Reproduce the rows word for word, everything from the first line down to and including the line that contains "POLYGON ((165 224, 188".
====== RECORDS SUPPLIED ======
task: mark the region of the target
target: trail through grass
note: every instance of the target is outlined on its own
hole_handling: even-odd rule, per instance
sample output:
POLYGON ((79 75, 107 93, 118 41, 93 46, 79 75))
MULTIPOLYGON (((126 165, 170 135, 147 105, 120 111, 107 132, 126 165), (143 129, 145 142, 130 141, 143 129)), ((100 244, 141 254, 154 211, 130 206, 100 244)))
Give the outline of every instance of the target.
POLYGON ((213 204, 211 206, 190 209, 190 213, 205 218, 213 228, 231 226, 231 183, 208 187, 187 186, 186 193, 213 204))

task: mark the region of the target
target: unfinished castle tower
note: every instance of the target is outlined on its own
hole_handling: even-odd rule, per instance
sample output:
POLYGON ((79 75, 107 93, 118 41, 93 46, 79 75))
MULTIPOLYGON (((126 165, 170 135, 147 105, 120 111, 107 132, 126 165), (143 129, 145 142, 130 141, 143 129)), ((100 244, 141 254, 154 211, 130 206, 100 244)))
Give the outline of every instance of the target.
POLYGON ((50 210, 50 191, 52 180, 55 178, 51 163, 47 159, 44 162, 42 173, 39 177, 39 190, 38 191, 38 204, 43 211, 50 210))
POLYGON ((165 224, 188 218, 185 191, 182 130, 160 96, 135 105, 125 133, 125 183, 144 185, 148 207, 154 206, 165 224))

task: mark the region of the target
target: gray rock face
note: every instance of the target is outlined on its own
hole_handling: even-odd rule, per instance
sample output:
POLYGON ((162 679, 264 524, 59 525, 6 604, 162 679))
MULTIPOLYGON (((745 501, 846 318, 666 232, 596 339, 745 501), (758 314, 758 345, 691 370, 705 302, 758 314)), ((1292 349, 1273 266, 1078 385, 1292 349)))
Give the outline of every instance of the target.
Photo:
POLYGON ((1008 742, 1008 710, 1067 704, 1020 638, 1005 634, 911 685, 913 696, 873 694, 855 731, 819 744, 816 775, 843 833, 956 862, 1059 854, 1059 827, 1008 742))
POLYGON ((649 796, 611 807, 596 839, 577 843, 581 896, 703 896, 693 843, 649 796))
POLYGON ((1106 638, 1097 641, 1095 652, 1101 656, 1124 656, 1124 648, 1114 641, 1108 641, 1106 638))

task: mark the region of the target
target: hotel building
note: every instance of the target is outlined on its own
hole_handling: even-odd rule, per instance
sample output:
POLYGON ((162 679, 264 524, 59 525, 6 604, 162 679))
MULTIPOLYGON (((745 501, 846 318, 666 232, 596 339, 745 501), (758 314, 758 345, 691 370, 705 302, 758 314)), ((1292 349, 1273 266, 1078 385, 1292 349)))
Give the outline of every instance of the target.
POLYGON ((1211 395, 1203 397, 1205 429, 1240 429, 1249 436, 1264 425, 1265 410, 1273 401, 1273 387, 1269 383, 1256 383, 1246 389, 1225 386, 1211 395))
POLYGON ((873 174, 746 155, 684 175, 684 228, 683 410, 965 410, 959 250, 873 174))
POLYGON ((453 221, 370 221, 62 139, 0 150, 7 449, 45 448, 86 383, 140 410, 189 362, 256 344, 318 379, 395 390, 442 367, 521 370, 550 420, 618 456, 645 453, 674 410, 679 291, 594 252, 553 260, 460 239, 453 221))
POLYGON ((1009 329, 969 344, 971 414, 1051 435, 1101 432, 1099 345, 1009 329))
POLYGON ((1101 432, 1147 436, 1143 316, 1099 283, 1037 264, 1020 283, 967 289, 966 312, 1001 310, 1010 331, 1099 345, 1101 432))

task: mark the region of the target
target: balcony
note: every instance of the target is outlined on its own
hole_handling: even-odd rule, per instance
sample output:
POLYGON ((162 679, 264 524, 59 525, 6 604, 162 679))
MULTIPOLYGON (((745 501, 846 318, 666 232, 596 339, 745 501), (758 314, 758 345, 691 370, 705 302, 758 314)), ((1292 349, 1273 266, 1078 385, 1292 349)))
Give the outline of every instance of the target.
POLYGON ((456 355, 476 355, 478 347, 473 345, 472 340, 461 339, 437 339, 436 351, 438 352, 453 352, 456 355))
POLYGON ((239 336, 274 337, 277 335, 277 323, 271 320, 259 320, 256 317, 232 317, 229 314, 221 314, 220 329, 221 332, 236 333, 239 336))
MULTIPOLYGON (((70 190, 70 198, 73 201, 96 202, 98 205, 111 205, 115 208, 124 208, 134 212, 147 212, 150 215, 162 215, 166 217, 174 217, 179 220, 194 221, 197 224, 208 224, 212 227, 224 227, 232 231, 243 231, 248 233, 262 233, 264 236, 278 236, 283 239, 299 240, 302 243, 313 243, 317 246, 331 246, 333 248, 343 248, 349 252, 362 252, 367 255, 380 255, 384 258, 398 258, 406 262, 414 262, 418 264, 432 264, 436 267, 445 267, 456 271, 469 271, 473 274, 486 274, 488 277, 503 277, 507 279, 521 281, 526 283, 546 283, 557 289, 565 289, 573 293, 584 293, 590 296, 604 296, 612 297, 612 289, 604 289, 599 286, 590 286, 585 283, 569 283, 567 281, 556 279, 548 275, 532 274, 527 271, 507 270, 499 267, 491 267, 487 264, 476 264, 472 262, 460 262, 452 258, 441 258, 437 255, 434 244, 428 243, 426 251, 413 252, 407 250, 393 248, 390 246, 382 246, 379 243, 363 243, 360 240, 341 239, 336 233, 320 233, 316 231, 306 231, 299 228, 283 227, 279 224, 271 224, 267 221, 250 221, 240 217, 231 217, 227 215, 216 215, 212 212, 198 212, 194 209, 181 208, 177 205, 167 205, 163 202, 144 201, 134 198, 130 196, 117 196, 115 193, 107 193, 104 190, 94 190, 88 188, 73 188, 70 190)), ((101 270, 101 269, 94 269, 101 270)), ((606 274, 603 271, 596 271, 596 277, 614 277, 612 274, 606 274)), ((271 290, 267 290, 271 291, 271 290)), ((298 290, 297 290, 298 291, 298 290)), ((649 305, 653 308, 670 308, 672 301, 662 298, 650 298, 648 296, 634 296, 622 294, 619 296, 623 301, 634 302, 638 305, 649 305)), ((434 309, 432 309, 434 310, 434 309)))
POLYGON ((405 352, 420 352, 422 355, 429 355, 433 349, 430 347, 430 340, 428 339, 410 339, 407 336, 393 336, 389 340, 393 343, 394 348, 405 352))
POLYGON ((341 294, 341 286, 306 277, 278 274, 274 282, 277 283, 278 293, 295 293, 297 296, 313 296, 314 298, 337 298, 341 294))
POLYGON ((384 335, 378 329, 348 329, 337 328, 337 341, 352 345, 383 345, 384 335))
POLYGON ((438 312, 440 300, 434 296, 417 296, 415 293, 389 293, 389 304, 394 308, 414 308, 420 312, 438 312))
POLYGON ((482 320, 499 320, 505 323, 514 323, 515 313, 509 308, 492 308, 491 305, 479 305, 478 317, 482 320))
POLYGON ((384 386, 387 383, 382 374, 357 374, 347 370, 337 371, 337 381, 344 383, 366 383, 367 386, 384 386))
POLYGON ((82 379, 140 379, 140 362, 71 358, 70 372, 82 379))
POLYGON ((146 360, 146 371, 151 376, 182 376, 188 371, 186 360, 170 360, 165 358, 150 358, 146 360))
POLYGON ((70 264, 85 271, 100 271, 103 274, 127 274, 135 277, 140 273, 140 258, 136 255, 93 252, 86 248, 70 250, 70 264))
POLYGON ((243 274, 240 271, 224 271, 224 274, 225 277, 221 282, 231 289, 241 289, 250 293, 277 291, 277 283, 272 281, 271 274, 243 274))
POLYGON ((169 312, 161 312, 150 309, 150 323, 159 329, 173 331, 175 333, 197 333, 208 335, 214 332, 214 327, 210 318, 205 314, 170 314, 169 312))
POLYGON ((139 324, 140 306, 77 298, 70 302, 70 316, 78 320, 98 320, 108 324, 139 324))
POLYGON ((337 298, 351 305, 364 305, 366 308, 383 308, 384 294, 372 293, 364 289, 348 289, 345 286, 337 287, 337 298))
======
## [EXPECTED ANSWER]
task: mark the region of the target
target: trail through grass
note: every instance of the target is outlined on its own
hole_handling: even-odd rule, per instance
sample output:
POLYGON ((79 75, 107 93, 118 41, 93 46, 79 75))
MULTIPOLYGON (((126 165, 170 135, 147 105, 120 111, 107 132, 126 165), (143 129, 145 142, 130 141, 143 129)), ((100 244, 141 254, 154 211, 130 206, 100 244)))
Give the outline of every instance of the target.
POLYGON ((213 204, 211 206, 190 209, 190 213, 205 218, 213 228, 231 226, 231 183, 208 187, 187 186, 186 193, 213 204))

task: mark the region of the target
target: unfinished castle tower
note: every instance of the target is outlined on its own
hole_handling: even-odd rule, per instance
sample output:
POLYGON ((79 75, 107 93, 118 41, 93 46, 79 75))
MULTIPOLYGON (((126 165, 170 135, 147 105, 120 111, 107 132, 126 165), (143 129, 145 142, 130 141, 143 129)), ((100 244, 141 254, 154 211, 130 206, 100 244)))
Give the outline of every instance of the target.
POLYGON ((50 210, 50 191, 52 180, 55 178, 51 163, 47 159, 44 162, 42 173, 39 177, 39 190, 38 191, 38 204, 43 211, 50 210))
POLYGON ((165 224, 188 218, 185 191, 182 130, 160 96, 135 105, 125 133, 125 183, 144 185, 148 207, 154 206, 165 224))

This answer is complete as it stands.